# Required task
Recast the records below as a Markdown table with two columns, Row and Line, placing each line in its own numbered row and leaving out any blank lines.

[start]

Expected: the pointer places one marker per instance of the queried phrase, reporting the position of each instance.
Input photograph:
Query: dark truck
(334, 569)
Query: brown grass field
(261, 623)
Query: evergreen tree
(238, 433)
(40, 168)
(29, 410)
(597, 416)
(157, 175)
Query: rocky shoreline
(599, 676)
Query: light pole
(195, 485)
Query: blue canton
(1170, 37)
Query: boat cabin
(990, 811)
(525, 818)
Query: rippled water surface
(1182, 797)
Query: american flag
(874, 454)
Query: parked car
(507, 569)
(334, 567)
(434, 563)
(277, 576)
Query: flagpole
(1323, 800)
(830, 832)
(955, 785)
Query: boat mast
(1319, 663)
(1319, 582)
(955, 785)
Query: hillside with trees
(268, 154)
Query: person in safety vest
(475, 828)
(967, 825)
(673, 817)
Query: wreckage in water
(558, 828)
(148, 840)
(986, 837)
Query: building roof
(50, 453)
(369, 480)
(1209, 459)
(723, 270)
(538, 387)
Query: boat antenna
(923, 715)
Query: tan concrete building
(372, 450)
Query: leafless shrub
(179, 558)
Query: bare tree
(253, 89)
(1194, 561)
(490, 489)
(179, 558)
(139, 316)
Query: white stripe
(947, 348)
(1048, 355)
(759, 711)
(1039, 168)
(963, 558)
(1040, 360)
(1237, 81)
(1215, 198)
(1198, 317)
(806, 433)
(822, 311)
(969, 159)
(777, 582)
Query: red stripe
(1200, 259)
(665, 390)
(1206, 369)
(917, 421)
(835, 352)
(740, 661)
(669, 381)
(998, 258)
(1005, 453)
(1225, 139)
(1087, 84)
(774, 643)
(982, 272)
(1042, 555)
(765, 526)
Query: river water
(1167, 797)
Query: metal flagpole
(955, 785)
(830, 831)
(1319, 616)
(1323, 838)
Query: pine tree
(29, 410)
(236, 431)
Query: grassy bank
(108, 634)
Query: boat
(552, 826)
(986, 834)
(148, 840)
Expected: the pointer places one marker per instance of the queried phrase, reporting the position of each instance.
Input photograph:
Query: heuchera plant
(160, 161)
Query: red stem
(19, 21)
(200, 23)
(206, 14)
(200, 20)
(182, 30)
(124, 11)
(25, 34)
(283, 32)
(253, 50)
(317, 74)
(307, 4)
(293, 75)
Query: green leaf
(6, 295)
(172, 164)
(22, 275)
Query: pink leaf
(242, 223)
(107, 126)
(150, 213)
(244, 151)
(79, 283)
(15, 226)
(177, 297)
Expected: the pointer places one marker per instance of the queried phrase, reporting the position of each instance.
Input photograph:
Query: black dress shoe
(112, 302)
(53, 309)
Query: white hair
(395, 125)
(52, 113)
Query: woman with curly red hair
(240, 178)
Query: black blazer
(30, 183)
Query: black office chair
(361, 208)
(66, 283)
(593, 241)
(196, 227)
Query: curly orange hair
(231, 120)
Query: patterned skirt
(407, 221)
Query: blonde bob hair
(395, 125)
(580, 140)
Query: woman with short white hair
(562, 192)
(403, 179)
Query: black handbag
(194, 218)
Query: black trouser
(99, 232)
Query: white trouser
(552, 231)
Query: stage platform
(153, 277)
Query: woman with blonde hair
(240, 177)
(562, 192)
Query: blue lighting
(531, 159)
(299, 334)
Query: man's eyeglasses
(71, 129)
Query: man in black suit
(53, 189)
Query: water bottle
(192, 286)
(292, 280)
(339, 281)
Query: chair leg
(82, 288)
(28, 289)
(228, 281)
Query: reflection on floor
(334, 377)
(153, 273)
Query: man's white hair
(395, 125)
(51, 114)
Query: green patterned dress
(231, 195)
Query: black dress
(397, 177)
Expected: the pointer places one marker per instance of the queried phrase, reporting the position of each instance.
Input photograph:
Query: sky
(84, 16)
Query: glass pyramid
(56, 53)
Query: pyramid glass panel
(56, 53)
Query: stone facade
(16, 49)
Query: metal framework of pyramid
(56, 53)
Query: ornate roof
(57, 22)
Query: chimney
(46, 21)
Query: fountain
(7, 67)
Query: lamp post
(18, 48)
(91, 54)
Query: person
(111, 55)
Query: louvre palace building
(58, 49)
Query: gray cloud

[end]

# Result for this exercise
| Row | Line |
|---|---|
| 1 | Expected: the pointer places one marker per instance of the queried phrase, reporting the position of each instance. |
| 2 | Input photograph: |
| 3 | Query: dark truck |
| 4 | (334, 569) |
| 5 | Query: brown grass field |
| 6 | (261, 623) |
| 7 | Query: evergreen tree |
| 8 | (238, 433) |
| 9 | (40, 168) |
| 10 | (29, 410) |
| 11 | (597, 416) |
| 12 | (157, 175) |
| 13 | Query: rocky shoreline |
| 14 | (599, 676) |
| 15 | Query: light pole |
| 16 | (195, 485) |
| 17 | Query: blue canton |
| 18 | (1170, 37) |
| 19 | Query: boat cabin |
| 20 | (990, 811) |
| 21 | (525, 818) |
| 22 | Query: rippled water surface |
| 23 | (1182, 797) |
| 24 | Query: american flag |
| 25 | (874, 454) |
| 26 | Query: parked car |
| 27 | (507, 569) |
| 28 | (334, 567) |
| 29 | (434, 563) |
| 30 | (277, 576) |
| 31 | Query: flagpole |
| 32 | (1323, 800) |
| 33 | (830, 832) |
| 34 | (955, 785) |
| 35 | Query: boat mast |
| 36 | (1319, 663) |
| 37 | (1319, 582) |
| 38 | (955, 785) |
| 39 | Query: hillside with trees |
| 40 | (268, 154) |
| 41 | Query: person in safety vest |
| 42 | (475, 828) |
| 43 | (967, 825) |
| 44 | (673, 817) |
| 45 | Query: wreckage in water |
| 46 | (558, 828) |
| 47 | (148, 840) |
| 48 | (986, 837) |
| 49 | Query: building roof |
| 50 | (50, 453) |
| 51 | (369, 480) |
| 52 | (1209, 459) |
| 53 | (723, 270) |
| 54 | (538, 387) |
| 55 | Query: boat antenna |
| 56 | (923, 715) |
| 57 | Query: tan concrete building |
| 58 | (372, 450) |
| 59 | Query: leafless shrub |
| 60 | (179, 558) |
| 61 | Query: bare tree |
| 62 | (253, 89) |
| 63 | (1194, 561) |
| 64 | (490, 489) |
| 65 | (179, 558) |
| 66 | (139, 316) |
| 67 | Query: white stripe |
| 68 | (947, 348) |
| 69 | (1048, 355) |
| 70 | (759, 711) |
| 71 | (1039, 168) |
| 72 | (963, 558) |
| 73 | (1040, 360) |
| 74 | (1237, 81) |
| 75 | (1215, 198) |
| 76 | (1198, 317) |
| 77 | (806, 433) |
| 78 | (822, 311) |
| 79 | (969, 159) |
| 80 | (777, 582) |
| 81 | Query: red stripe |
| 82 | (1200, 259) |
| 83 | (665, 390) |
| 84 | (1206, 369) |
| 85 | (917, 421) |
| 86 | (835, 352) |
| 87 | (740, 661) |
| 88 | (669, 381) |
| 89 | (998, 258) |
| 90 | (1005, 453) |
| 91 | (1225, 139) |
| 92 | (1087, 84) |
| 93 | (774, 643) |
| 94 | (982, 272) |
| 95 | (1042, 555) |
| 96 | (765, 526) |
| 97 | Query: river water |
| 98 | (1167, 797) |
| 99 | Query: metal flagpole |
| 100 | (955, 785) |
| 101 | (830, 831) |
| 102 | (1319, 616) |
| 103 | (1323, 838) |
| 104 | Query: pine tree |
| 105 | (29, 410) |
| 106 | (236, 431) |
| 107 | Query: grassy bank |
| 108 | (108, 634) |
| 109 | Query: boat |
| 110 | (552, 826) |
| 111 | (986, 834) |
| 112 | (148, 840) |
| 113 | Expected: the pointer places one marker per instance of the queried phrase, reporting the position of each instance. |
| 114 | Input photograph: |
| 115 | Query: heuchera plant |
| 116 | (160, 161) |
| 117 | Query: red stem |
| 118 | (19, 21) |
| 119 | (200, 23) |
| 120 | (206, 14) |
| 121 | (200, 20) |
| 122 | (182, 30) |
| 123 | (124, 11) |
| 124 | (25, 34) |
| 125 | (283, 32) |
| 126 | (253, 50) |
| 127 | (317, 74) |
| 128 | (307, 4) |
| 129 | (293, 75) |
| 130 | Query: green leaf |
| 131 | (6, 295) |
| 132 | (172, 164) |
| 133 | (22, 275) |
| 134 | Query: pink leaf |
| 135 | (242, 223) |
| 136 | (107, 126) |
| 137 | (150, 213) |
| 138 | (244, 151) |
| 139 | (79, 283) |
| 140 | (15, 226) |
| 141 | (177, 297) |
| 142 | Expected: the pointer places one marker per instance of the queried phrase, reporting the position of each instance. |
| 143 | Input photograph: |
| 144 | Query: black dress shoe |
| 145 | (112, 302) |
| 146 | (53, 309) |
| 147 | Query: white hair |
| 148 | (395, 125) |
| 149 | (52, 113) |
| 150 | Query: woman with curly red hair |
| 151 | (240, 178) |
| 152 | Query: black blazer |
| 153 | (30, 183) |
| 154 | Query: black office chair |
| 155 | (361, 208) |
| 156 | (66, 283) |
| 157 | (593, 241) |
| 158 | (196, 227) |
| 159 | Query: curly orange hair |
| 160 | (231, 120) |
| 161 | Query: patterned skirt |
| 162 | (407, 221) |
| 163 | Query: blonde bob hair |
| 164 | (395, 125) |
| 165 | (580, 140) |
| 166 | Query: woman with short white hair |
| 167 | (562, 192) |
| 168 | (403, 179) |
| 169 | Query: black handbag |
| 170 | (194, 218) |
| 171 | Query: black trouser |
| 172 | (99, 232) |
| 173 | Query: white trouser |
| 174 | (552, 231) |
| 175 | Query: stage platform |
| 176 | (153, 277) |
| 177 | Query: woman with blonde hair |
| 178 | (240, 177) |
| 179 | (562, 192) |
| 180 | Query: blue lighting |
| 181 | (531, 159) |
| 182 | (299, 334) |
| 183 | Query: man's eyeglasses |
| 184 | (71, 129) |
| 185 | Query: man in black suit |
| 186 | (53, 189) |
| 187 | Query: water bottle |
| 188 | (192, 286) |
| 189 | (292, 280) |
| 190 | (339, 281) |
| 191 | Query: chair leg |
| 192 | (82, 288) |
| 193 | (28, 289) |
| 194 | (228, 281) |
| 195 | Query: reflection on floor |
| 196 | (334, 377) |
| 197 | (153, 273) |
| 198 | Query: man's white hair |
| 199 | (395, 125) |
| 200 | (51, 114) |
| 201 | Query: green patterned dress |
| 202 | (231, 195) |
| 203 | Query: black dress |
| 204 | (397, 177) |
| 205 | Expected: the pointer places one marker per instance of the queried phrase, reporting the position of each instance. |
| 206 | Input photograph: |
| 207 | Query: sky |
| 208 | (84, 16) |
| 209 | Query: glass pyramid |
| 210 | (56, 53) |
| 211 | Query: pyramid glass panel |
| 212 | (56, 53) |
| 213 | Query: stone facade |
| 214 | (16, 49) |
| 215 | Query: metal framework of pyramid |
| 216 | (56, 53) |
| 217 | Query: ornate roof |
| 218 | (57, 22) |
| 219 | Query: chimney |
| 220 | (46, 21) |
| 221 | Query: fountain |
| 222 | (7, 67) |
| 223 | Query: lamp post |
| 224 | (18, 48) |
| 225 | (91, 54) |
| 226 | Query: person |
| 227 | (111, 55) |
| 228 | Query: louvre palace building |
| 229 | (58, 49) |
| 230 | Query: gray cloud |